Every line below from the one containing "Could you kindly indicate each instance of the partially" through the one containing "Target: partially opened daisy" must be transcribed exactly. Omit all lines outside that stretch.

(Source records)
Segment Open
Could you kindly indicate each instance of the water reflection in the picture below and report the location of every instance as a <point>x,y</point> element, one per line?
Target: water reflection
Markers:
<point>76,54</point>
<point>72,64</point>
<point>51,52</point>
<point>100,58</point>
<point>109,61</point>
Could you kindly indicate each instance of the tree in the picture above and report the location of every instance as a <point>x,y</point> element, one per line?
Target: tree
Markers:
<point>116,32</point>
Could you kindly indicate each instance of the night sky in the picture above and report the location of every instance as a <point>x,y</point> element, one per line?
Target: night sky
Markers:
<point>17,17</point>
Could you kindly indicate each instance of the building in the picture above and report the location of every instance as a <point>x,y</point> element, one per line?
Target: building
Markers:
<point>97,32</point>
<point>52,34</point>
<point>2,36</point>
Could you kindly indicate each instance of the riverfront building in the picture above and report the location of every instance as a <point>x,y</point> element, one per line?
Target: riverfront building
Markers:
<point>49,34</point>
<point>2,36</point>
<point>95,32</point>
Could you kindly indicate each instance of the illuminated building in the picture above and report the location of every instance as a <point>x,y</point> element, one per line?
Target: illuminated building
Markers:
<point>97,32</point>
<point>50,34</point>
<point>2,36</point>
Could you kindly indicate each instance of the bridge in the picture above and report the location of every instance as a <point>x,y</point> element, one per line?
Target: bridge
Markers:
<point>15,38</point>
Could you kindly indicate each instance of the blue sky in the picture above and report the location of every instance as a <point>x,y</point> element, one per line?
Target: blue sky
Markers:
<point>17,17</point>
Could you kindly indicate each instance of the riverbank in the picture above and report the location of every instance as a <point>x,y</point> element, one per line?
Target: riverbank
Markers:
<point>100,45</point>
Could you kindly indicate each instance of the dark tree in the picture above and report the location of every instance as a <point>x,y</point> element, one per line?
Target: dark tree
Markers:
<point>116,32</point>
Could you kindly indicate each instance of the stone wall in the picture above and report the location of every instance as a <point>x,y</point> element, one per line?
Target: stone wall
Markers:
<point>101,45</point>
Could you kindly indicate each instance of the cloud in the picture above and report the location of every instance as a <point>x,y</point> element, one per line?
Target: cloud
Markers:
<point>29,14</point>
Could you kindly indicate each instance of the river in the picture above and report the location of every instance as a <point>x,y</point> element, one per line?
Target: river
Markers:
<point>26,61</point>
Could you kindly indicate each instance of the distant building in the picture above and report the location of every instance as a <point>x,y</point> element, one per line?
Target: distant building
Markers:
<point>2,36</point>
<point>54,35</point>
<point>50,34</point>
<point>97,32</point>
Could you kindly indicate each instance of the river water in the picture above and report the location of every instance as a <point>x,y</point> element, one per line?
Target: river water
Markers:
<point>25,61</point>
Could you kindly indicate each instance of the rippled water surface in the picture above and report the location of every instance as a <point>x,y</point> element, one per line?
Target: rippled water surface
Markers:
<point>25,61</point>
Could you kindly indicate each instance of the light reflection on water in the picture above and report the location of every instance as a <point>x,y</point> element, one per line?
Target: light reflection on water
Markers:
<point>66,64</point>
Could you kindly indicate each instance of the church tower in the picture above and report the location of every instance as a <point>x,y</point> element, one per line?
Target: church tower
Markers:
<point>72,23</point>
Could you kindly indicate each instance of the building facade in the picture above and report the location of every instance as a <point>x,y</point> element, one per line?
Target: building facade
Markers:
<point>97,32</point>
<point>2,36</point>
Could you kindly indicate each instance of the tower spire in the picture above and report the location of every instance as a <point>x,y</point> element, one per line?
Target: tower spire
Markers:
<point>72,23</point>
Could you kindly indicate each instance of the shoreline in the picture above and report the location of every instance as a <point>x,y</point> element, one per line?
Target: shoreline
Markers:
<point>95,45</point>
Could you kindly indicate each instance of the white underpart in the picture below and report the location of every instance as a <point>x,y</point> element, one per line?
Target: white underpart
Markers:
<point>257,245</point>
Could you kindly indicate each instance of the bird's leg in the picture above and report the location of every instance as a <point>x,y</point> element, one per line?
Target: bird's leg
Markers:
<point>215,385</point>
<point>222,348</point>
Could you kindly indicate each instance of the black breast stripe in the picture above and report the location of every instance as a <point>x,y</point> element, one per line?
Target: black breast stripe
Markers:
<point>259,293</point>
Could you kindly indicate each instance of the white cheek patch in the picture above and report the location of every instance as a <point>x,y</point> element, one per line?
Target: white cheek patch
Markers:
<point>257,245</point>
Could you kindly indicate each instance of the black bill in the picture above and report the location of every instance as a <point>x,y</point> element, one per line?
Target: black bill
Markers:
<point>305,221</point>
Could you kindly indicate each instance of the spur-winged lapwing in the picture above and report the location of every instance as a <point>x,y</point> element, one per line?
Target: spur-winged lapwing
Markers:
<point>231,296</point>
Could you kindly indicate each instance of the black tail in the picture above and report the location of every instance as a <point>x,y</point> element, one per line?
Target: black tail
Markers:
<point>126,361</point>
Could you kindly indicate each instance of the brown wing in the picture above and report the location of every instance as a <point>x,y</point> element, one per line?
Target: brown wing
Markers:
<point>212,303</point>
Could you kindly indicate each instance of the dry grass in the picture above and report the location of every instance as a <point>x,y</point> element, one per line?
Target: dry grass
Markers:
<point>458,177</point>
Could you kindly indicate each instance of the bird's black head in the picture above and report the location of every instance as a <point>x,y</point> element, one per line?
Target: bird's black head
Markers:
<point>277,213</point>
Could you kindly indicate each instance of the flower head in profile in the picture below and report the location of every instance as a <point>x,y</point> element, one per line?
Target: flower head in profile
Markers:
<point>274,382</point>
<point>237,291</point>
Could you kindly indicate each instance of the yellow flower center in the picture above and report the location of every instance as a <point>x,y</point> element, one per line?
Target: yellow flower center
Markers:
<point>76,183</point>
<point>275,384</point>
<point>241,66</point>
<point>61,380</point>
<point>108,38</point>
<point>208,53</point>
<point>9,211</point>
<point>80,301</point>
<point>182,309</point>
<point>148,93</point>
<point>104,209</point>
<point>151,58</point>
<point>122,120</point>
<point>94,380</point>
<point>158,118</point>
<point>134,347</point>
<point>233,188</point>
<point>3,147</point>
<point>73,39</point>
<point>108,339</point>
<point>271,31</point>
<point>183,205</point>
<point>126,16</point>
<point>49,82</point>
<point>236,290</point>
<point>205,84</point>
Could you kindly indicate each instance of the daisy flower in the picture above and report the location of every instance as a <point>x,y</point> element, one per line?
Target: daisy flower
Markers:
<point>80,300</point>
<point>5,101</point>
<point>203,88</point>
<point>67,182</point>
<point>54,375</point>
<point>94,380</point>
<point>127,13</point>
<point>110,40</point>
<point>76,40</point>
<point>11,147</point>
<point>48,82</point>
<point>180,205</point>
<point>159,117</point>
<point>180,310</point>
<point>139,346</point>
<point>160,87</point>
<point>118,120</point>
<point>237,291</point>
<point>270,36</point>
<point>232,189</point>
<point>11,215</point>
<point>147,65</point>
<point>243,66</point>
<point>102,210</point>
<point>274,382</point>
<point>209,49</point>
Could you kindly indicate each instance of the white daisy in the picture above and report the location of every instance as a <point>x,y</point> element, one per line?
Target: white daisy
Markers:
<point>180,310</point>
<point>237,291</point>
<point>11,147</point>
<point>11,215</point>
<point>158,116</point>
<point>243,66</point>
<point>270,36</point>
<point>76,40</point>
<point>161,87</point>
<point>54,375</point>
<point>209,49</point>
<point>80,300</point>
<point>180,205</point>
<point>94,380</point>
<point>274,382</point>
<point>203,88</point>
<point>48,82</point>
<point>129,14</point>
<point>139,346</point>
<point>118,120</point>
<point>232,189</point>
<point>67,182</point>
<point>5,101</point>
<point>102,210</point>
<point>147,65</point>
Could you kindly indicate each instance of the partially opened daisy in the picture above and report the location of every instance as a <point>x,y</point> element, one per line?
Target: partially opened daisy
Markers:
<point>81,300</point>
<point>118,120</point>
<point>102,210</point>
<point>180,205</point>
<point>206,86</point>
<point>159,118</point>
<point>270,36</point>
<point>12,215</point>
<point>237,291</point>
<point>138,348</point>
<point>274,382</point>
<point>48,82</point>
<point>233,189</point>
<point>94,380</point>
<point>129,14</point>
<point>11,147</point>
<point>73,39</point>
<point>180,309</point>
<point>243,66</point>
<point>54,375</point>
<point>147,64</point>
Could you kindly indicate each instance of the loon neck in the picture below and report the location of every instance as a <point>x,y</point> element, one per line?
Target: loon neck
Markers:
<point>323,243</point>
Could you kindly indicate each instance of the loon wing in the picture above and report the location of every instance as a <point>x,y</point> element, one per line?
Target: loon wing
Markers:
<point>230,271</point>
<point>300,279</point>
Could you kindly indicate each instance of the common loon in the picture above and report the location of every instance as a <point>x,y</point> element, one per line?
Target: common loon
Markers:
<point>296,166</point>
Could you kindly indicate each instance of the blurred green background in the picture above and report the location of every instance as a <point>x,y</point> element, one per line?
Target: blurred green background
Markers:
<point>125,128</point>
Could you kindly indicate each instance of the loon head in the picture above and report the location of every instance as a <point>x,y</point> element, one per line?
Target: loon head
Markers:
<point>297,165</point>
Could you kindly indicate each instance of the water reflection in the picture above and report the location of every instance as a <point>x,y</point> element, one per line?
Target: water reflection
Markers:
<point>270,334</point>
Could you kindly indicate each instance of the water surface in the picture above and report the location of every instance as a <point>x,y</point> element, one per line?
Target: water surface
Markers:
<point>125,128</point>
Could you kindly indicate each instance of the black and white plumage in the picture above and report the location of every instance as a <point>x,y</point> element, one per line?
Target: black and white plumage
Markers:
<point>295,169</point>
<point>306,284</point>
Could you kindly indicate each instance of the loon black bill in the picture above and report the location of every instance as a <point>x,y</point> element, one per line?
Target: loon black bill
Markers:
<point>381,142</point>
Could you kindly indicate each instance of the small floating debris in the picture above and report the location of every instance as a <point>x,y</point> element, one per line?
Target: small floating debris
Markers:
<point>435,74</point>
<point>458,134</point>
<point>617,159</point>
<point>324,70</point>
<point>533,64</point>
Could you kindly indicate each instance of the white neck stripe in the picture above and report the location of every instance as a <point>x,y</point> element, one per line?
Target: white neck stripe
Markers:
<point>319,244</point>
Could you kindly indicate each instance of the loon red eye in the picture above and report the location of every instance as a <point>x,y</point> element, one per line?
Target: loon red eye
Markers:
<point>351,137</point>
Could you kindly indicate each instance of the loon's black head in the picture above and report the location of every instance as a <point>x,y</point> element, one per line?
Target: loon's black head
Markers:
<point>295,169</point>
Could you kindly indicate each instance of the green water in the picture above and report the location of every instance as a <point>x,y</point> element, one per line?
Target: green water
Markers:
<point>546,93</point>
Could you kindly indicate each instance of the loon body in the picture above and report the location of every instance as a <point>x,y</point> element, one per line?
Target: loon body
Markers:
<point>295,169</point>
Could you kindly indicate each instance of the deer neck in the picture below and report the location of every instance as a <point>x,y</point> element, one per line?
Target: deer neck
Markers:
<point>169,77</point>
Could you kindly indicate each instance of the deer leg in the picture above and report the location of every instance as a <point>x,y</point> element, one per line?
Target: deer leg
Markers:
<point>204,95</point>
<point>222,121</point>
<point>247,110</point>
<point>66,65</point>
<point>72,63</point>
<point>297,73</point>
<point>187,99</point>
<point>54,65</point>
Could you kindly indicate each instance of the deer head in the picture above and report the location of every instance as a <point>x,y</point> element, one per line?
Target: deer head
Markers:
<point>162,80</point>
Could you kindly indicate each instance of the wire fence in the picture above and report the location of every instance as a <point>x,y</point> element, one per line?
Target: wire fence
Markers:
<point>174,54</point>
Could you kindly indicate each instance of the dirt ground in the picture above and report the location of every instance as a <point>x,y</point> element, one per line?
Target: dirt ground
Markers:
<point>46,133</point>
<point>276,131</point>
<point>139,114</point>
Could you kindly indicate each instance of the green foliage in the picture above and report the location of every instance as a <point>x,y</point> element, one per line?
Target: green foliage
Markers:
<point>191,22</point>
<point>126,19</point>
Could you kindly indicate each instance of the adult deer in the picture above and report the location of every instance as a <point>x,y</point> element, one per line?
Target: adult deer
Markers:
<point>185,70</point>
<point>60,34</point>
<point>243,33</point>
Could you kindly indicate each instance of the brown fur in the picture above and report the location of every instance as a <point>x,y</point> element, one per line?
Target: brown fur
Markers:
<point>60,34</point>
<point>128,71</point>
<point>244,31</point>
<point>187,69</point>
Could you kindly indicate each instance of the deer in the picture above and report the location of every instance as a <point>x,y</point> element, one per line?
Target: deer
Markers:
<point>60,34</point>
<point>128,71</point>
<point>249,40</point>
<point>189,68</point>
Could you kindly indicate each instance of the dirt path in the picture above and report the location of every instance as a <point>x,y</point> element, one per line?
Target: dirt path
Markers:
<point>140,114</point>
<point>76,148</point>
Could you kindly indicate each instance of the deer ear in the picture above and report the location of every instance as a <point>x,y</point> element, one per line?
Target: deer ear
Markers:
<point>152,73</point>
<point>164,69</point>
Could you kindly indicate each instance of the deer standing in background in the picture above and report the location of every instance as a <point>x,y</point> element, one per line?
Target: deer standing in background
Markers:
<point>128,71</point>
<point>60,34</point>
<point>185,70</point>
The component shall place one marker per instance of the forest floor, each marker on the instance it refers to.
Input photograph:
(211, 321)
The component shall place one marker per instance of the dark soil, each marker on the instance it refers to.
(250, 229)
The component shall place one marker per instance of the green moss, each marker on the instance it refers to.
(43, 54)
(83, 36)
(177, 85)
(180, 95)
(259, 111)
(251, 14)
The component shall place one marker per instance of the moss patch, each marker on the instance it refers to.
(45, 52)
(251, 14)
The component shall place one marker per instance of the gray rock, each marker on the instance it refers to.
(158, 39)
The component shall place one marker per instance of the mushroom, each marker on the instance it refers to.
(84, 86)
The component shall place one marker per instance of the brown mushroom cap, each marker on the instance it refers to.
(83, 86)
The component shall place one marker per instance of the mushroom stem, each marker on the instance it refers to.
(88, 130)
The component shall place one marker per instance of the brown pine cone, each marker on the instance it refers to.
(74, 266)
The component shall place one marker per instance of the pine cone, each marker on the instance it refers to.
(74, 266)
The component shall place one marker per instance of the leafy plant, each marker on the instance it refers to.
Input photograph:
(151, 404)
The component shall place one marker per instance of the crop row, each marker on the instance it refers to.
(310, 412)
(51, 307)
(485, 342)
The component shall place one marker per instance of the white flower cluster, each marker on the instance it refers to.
Segment Closed
> Expected answer:
Could you kindly indicate each instance of the partially opened daisy in the picture above and report the location of every instance as a <point>x,y</point> element, one per line?
Target: partially opened daisy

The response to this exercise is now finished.